Required work: Set down each line of the material that follows, exactly, with no pictures.

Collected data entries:
● ● ● ● ●
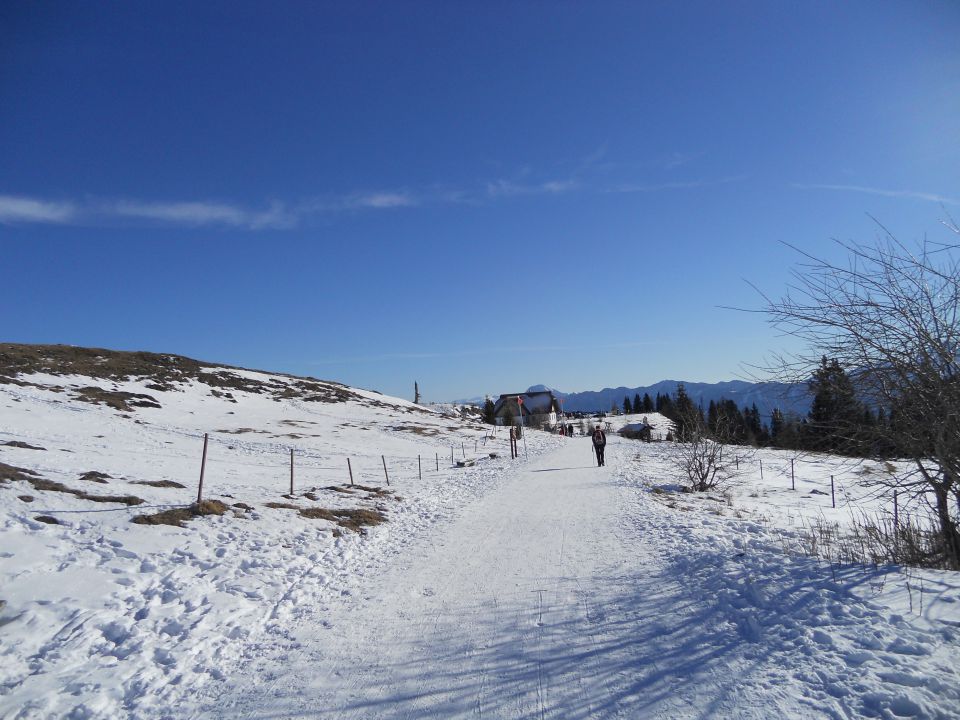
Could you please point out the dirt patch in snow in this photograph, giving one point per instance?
(356, 520)
(96, 476)
(11, 472)
(158, 483)
(178, 516)
(116, 399)
(22, 445)
(8, 472)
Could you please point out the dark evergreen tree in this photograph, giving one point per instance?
(685, 415)
(835, 417)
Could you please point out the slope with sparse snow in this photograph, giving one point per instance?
(541, 587)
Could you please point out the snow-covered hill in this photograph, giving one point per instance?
(441, 582)
(765, 395)
(105, 617)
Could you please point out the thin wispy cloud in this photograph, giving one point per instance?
(29, 210)
(279, 215)
(677, 185)
(383, 200)
(197, 214)
(679, 159)
(928, 197)
(508, 188)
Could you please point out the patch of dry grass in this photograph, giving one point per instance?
(178, 516)
(9, 472)
(157, 483)
(22, 445)
(357, 520)
(95, 476)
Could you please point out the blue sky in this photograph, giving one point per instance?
(475, 196)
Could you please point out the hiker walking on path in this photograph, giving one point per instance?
(599, 443)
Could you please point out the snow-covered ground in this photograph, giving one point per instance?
(541, 587)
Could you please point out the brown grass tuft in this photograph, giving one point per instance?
(95, 476)
(178, 516)
(22, 445)
(11, 472)
(356, 520)
(158, 483)
(209, 507)
(175, 516)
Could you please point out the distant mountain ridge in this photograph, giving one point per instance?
(790, 398)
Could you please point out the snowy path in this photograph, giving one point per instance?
(523, 608)
(566, 594)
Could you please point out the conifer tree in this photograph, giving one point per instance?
(489, 414)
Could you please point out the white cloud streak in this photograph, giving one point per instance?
(197, 214)
(16, 210)
(928, 197)
(484, 351)
(283, 216)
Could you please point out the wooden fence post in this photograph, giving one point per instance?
(203, 465)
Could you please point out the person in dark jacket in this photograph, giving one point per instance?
(599, 443)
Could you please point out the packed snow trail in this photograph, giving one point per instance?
(565, 593)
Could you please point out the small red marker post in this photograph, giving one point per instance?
(203, 465)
● ● ● ● ●
Output for this exercise:
Could you please point out the dirt patch in snow in this photograph, giving one point per instance?
(356, 520)
(96, 476)
(11, 472)
(158, 483)
(178, 516)
(116, 399)
(22, 445)
(8, 472)
Could you please point out the dark evergreen tree in this photograph, giving one point per instance?
(685, 415)
(835, 417)
Could you please point out the slope with sparse snow in this photograph, giving one point per instance?
(541, 587)
Could you please point out the snow-covered hill in this photograph, giving one point per instance?
(441, 582)
(765, 395)
(105, 617)
Could you please point out the thin wispy cloud in this photograph, giving one point per instance?
(29, 210)
(279, 215)
(677, 185)
(383, 200)
(197, 214)
(679, 159)
(928, 197)
(508, 188)
Could you please point out the patch of dry grass in this photograph, giving one point per instance?
(178, 516)
(9, 472)
(157, 483)
(22, 445)
(357, 520)
(95, 476)
Could you please point out the blue sky in this photograph, giving one point per instance?
(475, 196)
Could you please point out the hiker walking on path in this photograph, giving one point per instance?
(599, 443)
Could you please point out the snow-covered ground in this photograph, giving one point per instance?
(541, 587)
Could you please point out the brown grass tuft in this photograph, giving one point per instance?
(95, 476)
(178, 516)
(22, 445)
(11, 472)
(356, 520)
(158, 483)
(209, 507)
(175, 516)
Could you please point out the distant mountain ridge in this photograph, giving one point per instance?
(790, 398)
Could you please point out the snowy path in this photograph, giving one point per instance?
(523, 608)
(566, 594)
Could you please point out the conifer tree in this photograph, giving one point per instance?
(489, 414)
Could you please point out the white cloud streak in this photograph, giving one point per instance?
(197, 214)
(16, 210)
(928, 197)
(484, 351)
(283, 216)
Could you please point out the wooden fence post in this photograph, giving one point per instance?
(203, 465)
Could you please point out the person in dark jacket in this photograph, giving one point per instance?
(599, 443)
Could you please point out the packed snow trail in this photograph, giving one point per instance?
(565, 593)
Could you please point out the small red marker post in this photograph, giving one point per instance?
(203, 465)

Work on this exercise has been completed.